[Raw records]
-=-=-=-=-

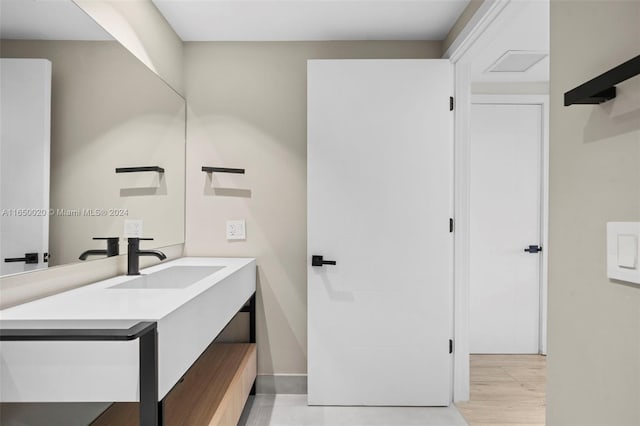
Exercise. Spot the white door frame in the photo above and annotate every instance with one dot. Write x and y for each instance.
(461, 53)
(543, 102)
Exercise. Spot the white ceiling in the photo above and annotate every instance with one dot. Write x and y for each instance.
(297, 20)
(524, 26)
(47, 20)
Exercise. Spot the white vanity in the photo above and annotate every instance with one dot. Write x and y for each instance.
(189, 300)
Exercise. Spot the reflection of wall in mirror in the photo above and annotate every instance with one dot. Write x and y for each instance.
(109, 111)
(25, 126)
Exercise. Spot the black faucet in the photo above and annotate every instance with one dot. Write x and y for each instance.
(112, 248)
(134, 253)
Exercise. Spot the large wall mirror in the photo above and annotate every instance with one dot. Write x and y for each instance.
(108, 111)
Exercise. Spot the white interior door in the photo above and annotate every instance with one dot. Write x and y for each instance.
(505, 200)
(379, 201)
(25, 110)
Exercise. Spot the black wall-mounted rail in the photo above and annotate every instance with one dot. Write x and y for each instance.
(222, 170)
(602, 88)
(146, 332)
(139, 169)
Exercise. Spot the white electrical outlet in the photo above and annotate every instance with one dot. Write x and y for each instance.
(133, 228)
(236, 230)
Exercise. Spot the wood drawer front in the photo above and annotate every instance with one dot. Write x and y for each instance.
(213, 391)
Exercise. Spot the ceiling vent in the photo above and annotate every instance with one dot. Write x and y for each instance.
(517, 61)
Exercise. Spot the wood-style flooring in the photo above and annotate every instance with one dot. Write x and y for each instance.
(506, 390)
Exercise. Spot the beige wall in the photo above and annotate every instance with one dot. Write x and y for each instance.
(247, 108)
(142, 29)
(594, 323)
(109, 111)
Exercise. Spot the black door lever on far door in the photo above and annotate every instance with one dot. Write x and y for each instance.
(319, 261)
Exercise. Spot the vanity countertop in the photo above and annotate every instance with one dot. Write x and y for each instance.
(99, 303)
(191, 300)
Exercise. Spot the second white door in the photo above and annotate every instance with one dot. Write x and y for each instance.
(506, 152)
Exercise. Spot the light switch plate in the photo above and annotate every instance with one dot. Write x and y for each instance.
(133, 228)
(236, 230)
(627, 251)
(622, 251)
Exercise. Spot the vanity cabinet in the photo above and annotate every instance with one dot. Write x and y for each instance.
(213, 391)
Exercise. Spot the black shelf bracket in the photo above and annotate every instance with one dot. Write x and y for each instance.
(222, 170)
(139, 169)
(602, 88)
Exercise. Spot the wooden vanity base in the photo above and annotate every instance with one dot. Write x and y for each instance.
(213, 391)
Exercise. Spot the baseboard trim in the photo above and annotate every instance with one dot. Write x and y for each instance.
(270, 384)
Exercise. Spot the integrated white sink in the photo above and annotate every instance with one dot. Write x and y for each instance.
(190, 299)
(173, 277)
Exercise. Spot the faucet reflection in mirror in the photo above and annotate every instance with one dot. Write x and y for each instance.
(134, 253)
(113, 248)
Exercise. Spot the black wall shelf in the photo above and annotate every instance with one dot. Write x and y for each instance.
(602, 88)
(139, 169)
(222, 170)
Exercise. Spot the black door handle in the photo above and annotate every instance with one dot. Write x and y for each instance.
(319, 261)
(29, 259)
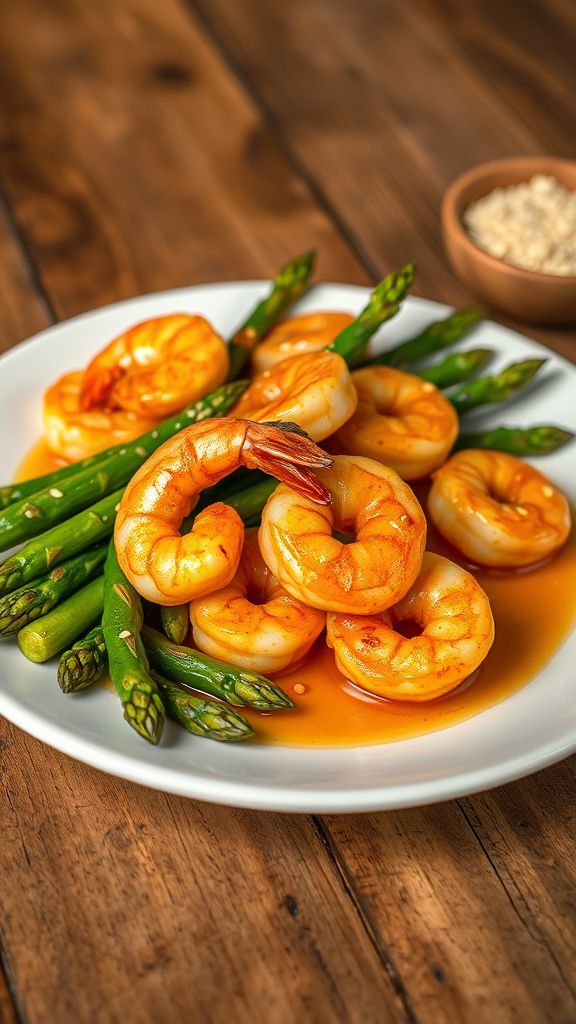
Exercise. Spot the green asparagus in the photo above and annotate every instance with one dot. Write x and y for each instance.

-=-=-=-=-

[THE REQUEST] Beginning at the line with "Exercise. Spot the light" and ending at the last line of the listing above, retype each line exactly, including those two lines. Leave the pictures out.

[IN RESPONSE]
Exercise. Spot the light switch plate in the photo above and annotate every instance with one dot. Write x and y for each instance.
(133, 228)
(236, 230)
(627, 251)
(622, 251)
Exercise. Spot the vanity cabinet in the photo above and annotate every instance with one dot. Write x and y for each instance.
(213, 391)
Exercise. Spot the black shelf bracket in the photo above and annotate every instance with one dot. Write x and y for each instance.
(222, 170)
(139, 169)
(602, 88)
Exercise. Spot the wooden vanity base in the photo above and annotate every instance with one dot. Write x and y for each instance.
(213, 391)
Exercise. Spot the baseboard trim in the photo above and annotate every instance with one dot. Write x and y for each instance.
(270, 384)
Exercise. Spot the integrated white sink in the photo above and annotate every instance with one dot. Write x and y for each instance.
(190, 299)
(173, 277)
Exercise. Spot the faucet reflection in mirror in the photo above and annotate every instance with one dot. Write x and y for each instance.
(134, 253)
(113, 248)
Exercise. Spot the black wall shelf in the photo above and annotate every instance with one dot. Write x and y for each instance.
(602, 88)
(139, 169)
(222, 170)
Exercise. Spot the black door handle in the photo above and annotate every instance with one dot. Write x and y for each instance.
(319, 261)
(29, 259)
Exercise. Spot the green asparagus in the photo above and annotate every instance with one dot. Write x and y for each instance.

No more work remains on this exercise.